### [Text section]
The time for fear is over; the time for courage has begun.
Show BushCo that we are not afraid of them anymore and that we want our country back and our troops home from Iraq. Our state has not only become "lawless," it thinks it is above the law.
Show the irresponsible Congress that, no matter if they call themselves Republican or Democrat; we are holding them responsible for this nation's troubles, too.
Come to DC and "
Sit-Down for Change, and Stand-Up for Peace."
We will be waiting for you and your grandchildren will thank you.


The above, noted by Eddie, is from Cindy Sheehan's "Sit-Down for Change and Stand-Up for Peace" (BuzzFlash). The sit-down is in DC and scheduled to run from November 6th to 9th. On November 9th Military Families Speak Out begins the following:


On November 9, 2006, Military Families Speak Out members, along with Iraq veterans and veterans of other wars, will be delivering a petition to Secretary of Defense Rumsfeld at the Pentagon and to Congress calling for an end to the Back Door Draft and for all of our troops to be brought home now! On November 11, Veterans Day, we will be honoring the fallen in Washington, DC, with a display of flags representing U.S. troops who have died in the war and photographs of Iraqi children, women and men whose lives have been lost. We need your help! Click here to sponsor a flag and sign our petition online.

On Saturday, from Pakistan's The News-International:

LOS ANGELES: Thousands of protesters marched against the Iraq war and the government of President George W. Bush in Los Angeles and San Francisco, just days ahead of crucial congressional elections.
In Los Angeles, some 2,000 demonstrators rallied in Hollywood chanting anti-war slogans such as "Give peace a chance" and "The war is over if you want it," in references to hit protest songs by the late Beatle John Lennon. More standard chants included "US out of Iraq" and "Endless war means endless profits."
Speakers at the event included anti-war activists Cindy Sheehan, whose son was killed in Iraq, and Ron Kovic, a Vietnam war veteran whose story was immortalized on the screen by actor Tom Cruise in the movie "Born on the Fourth of July."

Also on the march (marches also too place in San Francisco and Chicago, among other sites), from North County Times:

About 1,200 people, including vocal anti-war activist Cindy Sheehan and a handful of celebrities, marched to CNN's Hollywood bureau Saturday calling for an end to the war in Iraq."To stop the war in Iraq, to bring the troops home, that is the major point," said Carlos Alvarez, a member of a student-based group that makes up part of the A.N.S.W.E.R. (Act Now to Stop War & End Racism) Coalition.
They chose to march to CNN because they believe the network's coverage is too pro-war and too pro-President Bush, Alvarez said. CNN used yellow tape to block protesters from the their entrance. They did not answer phone calls and their voice mail was full.
The protest march, hosted by the Coalition, kicked off at noon with a rally at Hollywood and Vine, followed by the march to the CNN office at Cahuenga and Sunset Blvd. At the CNN building, protestors participated in a mock tribunal.


In Iraq today, the chaos and violence continues. Christopher Bodeen (AP) notes:

A bomb tore through food stalls and kiosks in a sprawling Shiite slum Monday, killing at least 31 people, while the U.S. military announced the death of the 100th servicemember in
Iraq this month.

The 6:15 a.m. explosion in Sadr City targeted poor Shiites who gather there each morning hoping to be hired as construction workers. At least 51 people were wounded, said police Maj. Hashim al-Yasiri.

### [Set exercise 1]
Answer these questions from the protest excerpt:
(a) Over which dates is the DC sit-down scheduled to run?
(b) According to The News-International, about how many demonstrators rallied in Hollywood?
(c) At what time did the explosion in Sadr City occur?
### [Set exercise 2]
Rewrite the entries, starting with the line containing "Target: car hood" and continuing through the end of the entries, with "thickest" replaced by "widest". Leave everything else unchanged.
The protest excerpt and the entries that follow it are unrelated to each other.

### [Supplied entries]

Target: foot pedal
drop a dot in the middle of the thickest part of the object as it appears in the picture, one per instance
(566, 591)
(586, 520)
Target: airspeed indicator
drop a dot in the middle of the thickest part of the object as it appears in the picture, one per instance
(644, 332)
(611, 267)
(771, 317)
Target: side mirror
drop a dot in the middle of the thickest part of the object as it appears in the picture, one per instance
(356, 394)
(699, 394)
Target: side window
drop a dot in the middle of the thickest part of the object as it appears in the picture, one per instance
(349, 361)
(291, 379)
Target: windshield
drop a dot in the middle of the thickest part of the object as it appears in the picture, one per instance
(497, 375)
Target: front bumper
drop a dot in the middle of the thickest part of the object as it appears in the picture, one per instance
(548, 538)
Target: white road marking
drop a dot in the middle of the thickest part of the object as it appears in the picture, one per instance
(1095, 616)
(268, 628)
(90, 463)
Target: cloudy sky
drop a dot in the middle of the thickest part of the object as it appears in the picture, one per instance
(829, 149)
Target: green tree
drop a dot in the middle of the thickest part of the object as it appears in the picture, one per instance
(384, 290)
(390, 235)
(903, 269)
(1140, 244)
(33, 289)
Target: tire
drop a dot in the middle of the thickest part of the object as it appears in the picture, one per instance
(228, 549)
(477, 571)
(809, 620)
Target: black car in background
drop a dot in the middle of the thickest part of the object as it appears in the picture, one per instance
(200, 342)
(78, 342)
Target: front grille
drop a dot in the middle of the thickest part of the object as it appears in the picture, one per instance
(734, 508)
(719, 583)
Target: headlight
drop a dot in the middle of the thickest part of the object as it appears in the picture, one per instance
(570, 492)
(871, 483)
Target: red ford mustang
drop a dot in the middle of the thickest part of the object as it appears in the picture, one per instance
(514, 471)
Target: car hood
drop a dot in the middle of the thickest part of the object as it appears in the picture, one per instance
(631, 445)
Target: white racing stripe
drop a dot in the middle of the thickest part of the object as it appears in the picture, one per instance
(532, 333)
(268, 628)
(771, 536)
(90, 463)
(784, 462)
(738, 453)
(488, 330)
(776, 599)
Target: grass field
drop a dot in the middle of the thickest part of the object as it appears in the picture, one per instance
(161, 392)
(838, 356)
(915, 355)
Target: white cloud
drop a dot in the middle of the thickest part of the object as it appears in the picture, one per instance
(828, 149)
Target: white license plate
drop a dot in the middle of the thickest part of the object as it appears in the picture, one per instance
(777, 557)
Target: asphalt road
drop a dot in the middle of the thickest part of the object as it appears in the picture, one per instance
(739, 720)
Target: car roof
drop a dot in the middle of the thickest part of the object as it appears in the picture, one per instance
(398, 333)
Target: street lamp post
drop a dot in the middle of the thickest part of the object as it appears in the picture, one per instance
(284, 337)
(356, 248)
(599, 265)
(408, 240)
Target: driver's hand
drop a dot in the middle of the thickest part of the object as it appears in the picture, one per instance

### [Written answer 1]
(a) November 6th to 9th
(b) Some 2,000
(c) 6:15 a.m.

### [Written answer 2]
Target: car hood
drop a dot in the middle of the widest part of the object as it appears in the picture, one per instance
(631, 445)
Target: white racing stripe
drop a dot in the middle of the widest part of the object as it appears in the picture, one per instance
(532, 333)
(268, 628)
(771, 536)
(90, 463)
(784, 462)
(738, 453)
(488, 330)
(776, 599)
Target: grass field
drop a dot in the middle of the widest part of the object as it appears in the picture, one per instance
(161, 392)
(838, 356)
(915, 355)
Target: white cloud
drop a dot in the middle of the widest part of the object as it appears in the picture, one per instance
(828, 149)
Target: white license plate
drop a dot in the middle of the widest part of the object as it appears in the picture, one per instance
(777, 557)
Target: asphalt road
drop a dot in the middle of the widest part of the object as it appears in the picture, one per instance
(739, 720)
Target: car roof
drop a dot in the middle of the widest part of the object as it appears in the picture, one per instance
(398, 333)
Target: street lamp post
drop a dot in the middle of the widest part of the object as it appears in the picture, one per instance
(284, 337)
(356, 248)
(599, 265)
(408, 240)
Target: driver's hand
drop a dot in the middle of the widest part of the object as it appears in the picture, one per instance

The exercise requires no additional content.